Quoted passage:
* * * * *

Ring in the valiant man and free,
   The larger heart, the kindlier hand;
   Ring out the darkness of the land,
Ring in the Christ that is to be.


 
Tennyson’s In Memoriam is an elegy for a friend who died young - and much more. It’s also an exploration of grief, faith, and the anxieties of the Victorian age, when science and technology seemed to be moving far too quickly, leaving humanity behind.
 
In Memoriam consists of 129 poems, which can be read separately—as we are reading number 104 today – or as a narrative which loosely follows the progress of Tennyson’s grief. We sense the chronology through the recurrence of Christmas three times in the course of the poem, marking the passage of years. The first Christmas comes “sadly,” the second “calmly,” and the third “strangely”: living in a new place, the poet experiences Christmas differently. He is in a new place when it comes to his long period of mourning, too. As he listens to the bells of New Year’s Eve, ringing out the old, ringing in the new, he is overwhelmed with the desire to move on. “Ring out the grief that saps the mind / For those that here we see no more,” he says. He also wants to break away from the poetry of sadness, and do something new: “Ring out, ring out my mournful rhymes / But ring the fuller minstrel in.”

* * * * *

Set tasks:
a) Format the rows below, starting at the line containing "Note to the class: point out the red" and ending at the line containing "<point>509,257</point>", as a Markdown table with two columns, Number and Row line. Leave out blank lines.
b) Resume the passage on Tennyson's In Memoriam from its final sentence.

* * * * *

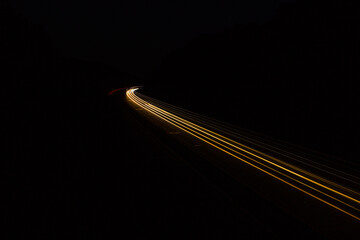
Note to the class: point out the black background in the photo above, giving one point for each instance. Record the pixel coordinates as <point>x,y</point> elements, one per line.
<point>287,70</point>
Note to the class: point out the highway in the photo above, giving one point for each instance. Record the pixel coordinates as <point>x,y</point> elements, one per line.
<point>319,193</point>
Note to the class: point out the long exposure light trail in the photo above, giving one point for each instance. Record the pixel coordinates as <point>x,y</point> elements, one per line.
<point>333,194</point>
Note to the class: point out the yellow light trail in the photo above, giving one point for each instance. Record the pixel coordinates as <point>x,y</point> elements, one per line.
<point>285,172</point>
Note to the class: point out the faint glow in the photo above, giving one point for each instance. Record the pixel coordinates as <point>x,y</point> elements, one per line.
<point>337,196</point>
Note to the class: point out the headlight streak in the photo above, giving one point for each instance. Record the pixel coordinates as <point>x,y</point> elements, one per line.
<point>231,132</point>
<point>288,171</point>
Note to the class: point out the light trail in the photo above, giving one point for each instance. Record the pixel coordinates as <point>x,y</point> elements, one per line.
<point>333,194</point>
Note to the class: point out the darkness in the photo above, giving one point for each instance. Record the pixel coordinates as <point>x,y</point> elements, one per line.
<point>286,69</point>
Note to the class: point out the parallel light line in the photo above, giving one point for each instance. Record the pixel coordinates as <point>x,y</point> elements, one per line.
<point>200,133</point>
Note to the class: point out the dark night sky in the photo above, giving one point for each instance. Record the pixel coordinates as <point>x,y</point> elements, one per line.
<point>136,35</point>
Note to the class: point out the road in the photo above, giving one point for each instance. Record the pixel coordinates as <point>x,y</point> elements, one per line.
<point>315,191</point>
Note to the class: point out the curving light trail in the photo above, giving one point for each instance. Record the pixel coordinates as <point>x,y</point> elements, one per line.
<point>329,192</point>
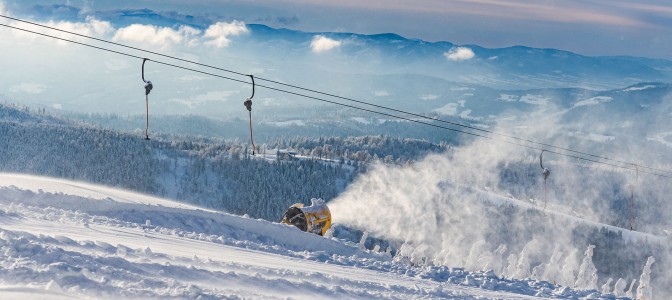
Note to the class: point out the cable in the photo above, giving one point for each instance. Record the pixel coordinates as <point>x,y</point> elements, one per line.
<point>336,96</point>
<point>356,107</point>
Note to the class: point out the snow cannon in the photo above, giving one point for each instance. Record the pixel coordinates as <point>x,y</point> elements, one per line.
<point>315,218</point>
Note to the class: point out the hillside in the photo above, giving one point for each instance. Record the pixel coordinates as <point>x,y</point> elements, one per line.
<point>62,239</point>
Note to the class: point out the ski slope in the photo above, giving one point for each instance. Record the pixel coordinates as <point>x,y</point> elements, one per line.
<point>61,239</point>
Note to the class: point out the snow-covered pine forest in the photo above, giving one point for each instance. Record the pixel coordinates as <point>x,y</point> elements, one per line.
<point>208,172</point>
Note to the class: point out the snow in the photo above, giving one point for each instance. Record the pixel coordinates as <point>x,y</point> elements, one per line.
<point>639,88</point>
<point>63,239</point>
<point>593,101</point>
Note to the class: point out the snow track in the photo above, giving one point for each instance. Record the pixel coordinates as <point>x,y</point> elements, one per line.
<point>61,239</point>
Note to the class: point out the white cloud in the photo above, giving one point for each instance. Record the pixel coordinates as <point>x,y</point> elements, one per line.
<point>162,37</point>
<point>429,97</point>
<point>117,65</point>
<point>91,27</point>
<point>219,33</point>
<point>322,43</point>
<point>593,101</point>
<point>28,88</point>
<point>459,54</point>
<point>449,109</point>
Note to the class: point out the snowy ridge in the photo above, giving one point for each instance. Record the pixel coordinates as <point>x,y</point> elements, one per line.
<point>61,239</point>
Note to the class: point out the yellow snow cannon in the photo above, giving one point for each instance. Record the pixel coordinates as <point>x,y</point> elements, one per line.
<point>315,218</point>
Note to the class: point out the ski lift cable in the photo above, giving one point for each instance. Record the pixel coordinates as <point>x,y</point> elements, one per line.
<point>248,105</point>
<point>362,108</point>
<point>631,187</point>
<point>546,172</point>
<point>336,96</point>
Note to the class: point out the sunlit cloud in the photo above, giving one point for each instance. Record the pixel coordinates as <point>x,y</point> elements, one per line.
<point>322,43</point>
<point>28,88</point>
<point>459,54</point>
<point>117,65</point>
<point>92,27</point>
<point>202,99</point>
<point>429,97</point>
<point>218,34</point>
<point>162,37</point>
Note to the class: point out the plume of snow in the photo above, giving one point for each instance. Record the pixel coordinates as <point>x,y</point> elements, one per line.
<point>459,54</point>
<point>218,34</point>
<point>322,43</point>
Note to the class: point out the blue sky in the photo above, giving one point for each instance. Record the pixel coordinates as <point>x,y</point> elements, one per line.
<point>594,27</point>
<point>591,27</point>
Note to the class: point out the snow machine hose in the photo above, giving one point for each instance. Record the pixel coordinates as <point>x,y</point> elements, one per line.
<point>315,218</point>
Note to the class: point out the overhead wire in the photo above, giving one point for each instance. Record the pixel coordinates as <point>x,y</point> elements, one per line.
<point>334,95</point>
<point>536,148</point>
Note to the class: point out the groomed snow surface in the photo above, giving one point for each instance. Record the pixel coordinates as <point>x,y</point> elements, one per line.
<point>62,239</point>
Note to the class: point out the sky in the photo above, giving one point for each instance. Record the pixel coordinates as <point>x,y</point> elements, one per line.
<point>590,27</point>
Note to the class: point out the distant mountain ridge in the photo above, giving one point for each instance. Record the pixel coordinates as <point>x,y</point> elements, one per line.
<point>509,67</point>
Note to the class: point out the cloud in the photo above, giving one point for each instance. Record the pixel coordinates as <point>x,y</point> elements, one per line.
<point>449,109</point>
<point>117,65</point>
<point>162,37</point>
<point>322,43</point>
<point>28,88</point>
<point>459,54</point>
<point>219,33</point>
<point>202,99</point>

* * * * *

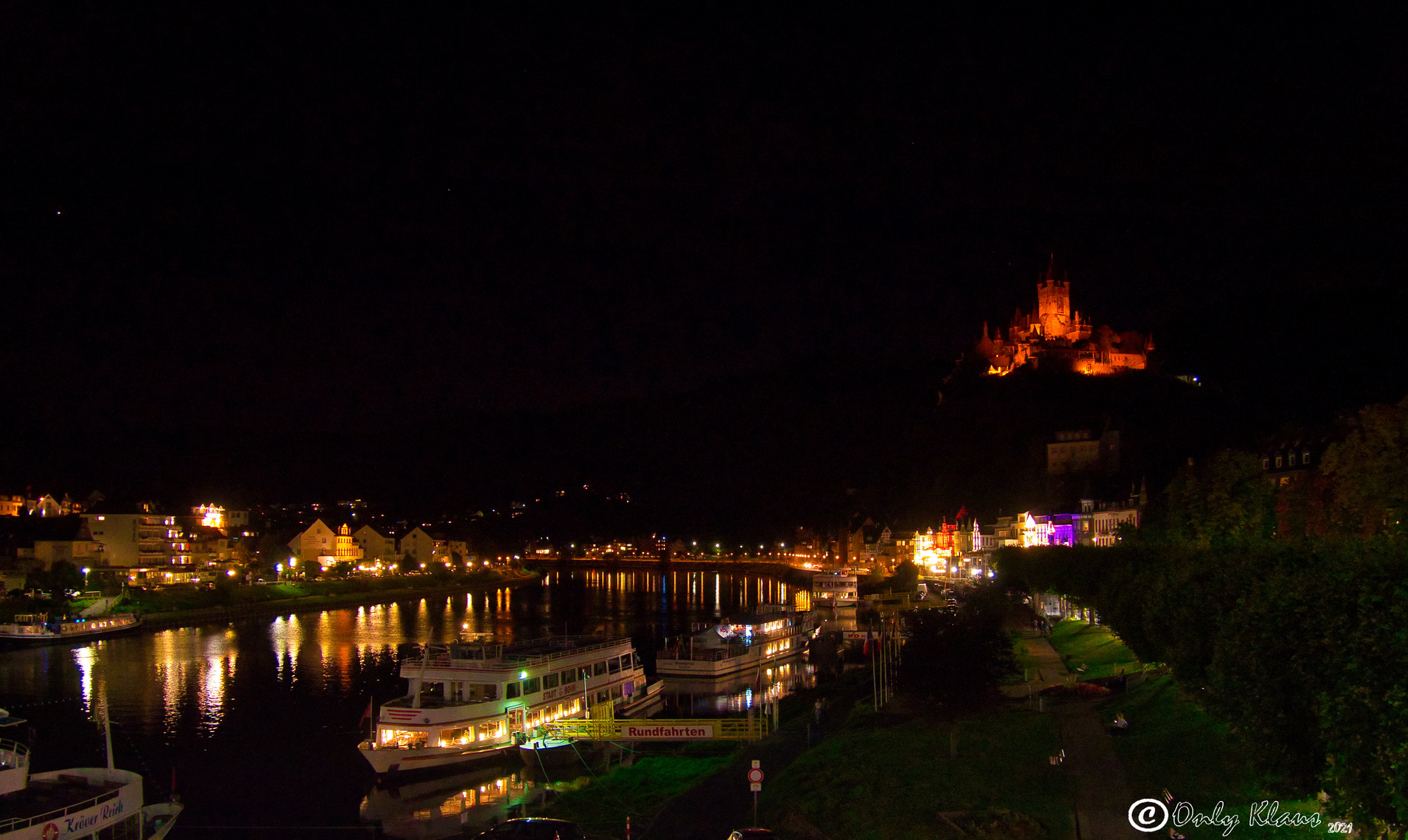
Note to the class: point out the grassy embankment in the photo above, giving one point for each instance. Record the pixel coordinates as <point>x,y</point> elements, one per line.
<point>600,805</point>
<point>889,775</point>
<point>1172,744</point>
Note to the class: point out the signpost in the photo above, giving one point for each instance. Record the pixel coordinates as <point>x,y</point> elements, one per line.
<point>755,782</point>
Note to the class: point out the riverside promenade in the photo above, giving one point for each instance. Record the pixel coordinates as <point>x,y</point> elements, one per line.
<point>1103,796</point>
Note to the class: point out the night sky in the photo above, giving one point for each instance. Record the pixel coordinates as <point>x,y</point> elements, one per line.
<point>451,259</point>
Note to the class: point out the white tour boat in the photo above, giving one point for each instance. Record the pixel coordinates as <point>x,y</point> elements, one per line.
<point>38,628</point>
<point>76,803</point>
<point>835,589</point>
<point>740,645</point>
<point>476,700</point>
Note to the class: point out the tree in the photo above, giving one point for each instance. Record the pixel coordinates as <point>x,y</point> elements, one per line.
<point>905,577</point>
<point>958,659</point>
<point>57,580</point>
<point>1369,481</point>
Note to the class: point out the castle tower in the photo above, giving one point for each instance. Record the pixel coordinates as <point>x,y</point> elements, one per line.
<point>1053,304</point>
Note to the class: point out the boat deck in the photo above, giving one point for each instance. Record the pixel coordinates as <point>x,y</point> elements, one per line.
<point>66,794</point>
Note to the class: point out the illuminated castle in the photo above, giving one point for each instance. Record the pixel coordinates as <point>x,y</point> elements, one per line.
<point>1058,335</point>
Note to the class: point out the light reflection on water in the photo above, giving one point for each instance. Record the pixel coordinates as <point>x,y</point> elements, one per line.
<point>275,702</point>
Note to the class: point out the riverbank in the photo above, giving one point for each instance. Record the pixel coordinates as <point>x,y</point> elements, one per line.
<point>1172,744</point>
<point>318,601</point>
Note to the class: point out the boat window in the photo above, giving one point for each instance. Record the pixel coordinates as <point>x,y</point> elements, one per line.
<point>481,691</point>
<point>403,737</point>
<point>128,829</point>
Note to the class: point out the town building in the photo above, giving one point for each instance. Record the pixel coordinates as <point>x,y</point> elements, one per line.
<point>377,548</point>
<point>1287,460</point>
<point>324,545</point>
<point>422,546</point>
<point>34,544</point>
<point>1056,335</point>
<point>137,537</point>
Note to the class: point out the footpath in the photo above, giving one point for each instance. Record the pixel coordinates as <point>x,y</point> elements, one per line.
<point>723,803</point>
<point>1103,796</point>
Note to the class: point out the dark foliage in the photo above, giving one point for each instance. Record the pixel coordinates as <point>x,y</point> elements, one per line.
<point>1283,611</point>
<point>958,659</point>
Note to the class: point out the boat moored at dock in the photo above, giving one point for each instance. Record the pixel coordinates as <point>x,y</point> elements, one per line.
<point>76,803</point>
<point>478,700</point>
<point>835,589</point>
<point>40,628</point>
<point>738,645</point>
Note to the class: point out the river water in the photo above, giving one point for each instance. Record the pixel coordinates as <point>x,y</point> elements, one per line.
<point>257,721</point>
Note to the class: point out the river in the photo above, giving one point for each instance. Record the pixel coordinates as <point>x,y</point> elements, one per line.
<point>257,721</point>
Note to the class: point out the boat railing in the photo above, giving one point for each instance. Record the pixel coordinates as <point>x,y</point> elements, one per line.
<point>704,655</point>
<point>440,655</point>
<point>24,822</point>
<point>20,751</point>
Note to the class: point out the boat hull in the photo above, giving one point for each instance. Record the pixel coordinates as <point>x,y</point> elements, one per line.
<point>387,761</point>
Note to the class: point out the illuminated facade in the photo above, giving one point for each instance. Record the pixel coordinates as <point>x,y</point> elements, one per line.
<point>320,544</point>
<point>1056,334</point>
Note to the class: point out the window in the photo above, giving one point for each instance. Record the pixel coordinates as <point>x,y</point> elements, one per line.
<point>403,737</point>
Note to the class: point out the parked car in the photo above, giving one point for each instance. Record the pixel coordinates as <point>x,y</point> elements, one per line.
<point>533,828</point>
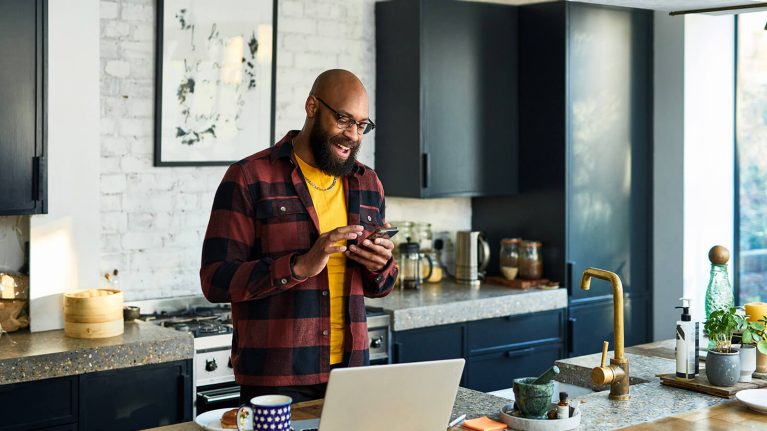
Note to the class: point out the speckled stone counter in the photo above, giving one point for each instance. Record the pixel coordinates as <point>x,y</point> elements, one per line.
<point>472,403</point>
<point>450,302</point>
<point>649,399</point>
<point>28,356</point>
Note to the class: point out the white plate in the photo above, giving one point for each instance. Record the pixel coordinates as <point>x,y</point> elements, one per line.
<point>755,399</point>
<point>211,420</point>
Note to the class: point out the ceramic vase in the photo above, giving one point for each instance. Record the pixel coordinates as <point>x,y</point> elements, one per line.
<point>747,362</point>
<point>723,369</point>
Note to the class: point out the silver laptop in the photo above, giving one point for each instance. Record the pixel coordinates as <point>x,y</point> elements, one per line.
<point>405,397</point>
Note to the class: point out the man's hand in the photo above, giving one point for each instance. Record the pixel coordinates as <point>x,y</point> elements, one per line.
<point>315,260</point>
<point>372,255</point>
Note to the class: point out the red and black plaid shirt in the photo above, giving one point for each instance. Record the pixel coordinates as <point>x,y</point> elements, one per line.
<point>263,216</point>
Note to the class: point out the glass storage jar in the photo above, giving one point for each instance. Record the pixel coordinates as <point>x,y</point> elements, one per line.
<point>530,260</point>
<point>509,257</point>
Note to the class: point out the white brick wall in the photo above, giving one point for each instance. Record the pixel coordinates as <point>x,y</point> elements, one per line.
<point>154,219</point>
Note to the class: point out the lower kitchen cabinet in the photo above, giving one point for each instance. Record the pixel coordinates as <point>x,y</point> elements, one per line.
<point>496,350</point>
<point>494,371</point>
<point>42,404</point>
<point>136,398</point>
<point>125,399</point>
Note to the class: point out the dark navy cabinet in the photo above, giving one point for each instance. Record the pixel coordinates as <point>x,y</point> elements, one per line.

* * * * *

Final answers:
a)
| Number | Row line |
|---|---|
| 1 | Note to the class: point out the red and black plaid shirt in the photo above, giving one point for each instance. Record the pixel coordinates as <point>x,y</point> elements, one per line. |
| 2 | <point>263,216</point> |
| 3 | Note to the class: point out the glass storage jar in the photo above, giving one point for each instance. Record the pixel coordinates as <point>x,y</point> elements, one per line. |
| 4 | <point>530,260</point> |
| 5 | <point>509,257</point> |

b)
 
The poet longs for a personal transformation, but he doesn’t stop there. He wants to ring in a new year of transformation for the nation and the world. He wants these bells to ring out “the feud of rich and poor” and “the faithless coldness of the times.” And, in words that will certainly resonate for us in this moment, he pleads for an end to “ancient forms of party strife… the civic slander and the spite.” In their place he wants “nobler modes of life,” “love of truth and right… [and] the common love of good…”
 
On the cusp of a new year, Tennyson prays for a new self, a new nation, a new world. In the end, his prayer becomes an Advent prayer: “ring in the Christ that is to be.”
 
Whether intentionally or not, Tennyson’s poem echoes the Biblical tradition of the Jubilee Year, which was a time of freedom and rest—a sabbath year. Debts were to be forgiven, and even the land was to be allowed to lie fallow. It was a year to reset and renew, to redress the imbalances in society. The Jubilee is part of the Christian tradition, too. When Jesus stood up in the synagogue at Nazareth at the beginning of his public ministry, he quoted words of the prophet Isaiah – Jubilee words:  “The Spirit of the Lord is upon me, because he has anointed me to bring glad tidings to the poor. He has sent me to proclaim liberty to captives and recovery of sight to the blind, to let the oppressed go free, and to proclaim a year acceptable to the Lord.”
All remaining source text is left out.